Brief: Identify every line in the data below that contains the string "mirror", treating uppercase and lowercase letters as distinct, and copy each such line in full.

[Location identification items]
=====

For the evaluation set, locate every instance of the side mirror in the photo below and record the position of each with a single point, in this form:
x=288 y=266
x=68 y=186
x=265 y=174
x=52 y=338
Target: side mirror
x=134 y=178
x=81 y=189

=====

Result of this task:
For the evaluation set, locate every instance of the side mirror in the photo below and record the position of each with a single point, in this form:
Target: side mirror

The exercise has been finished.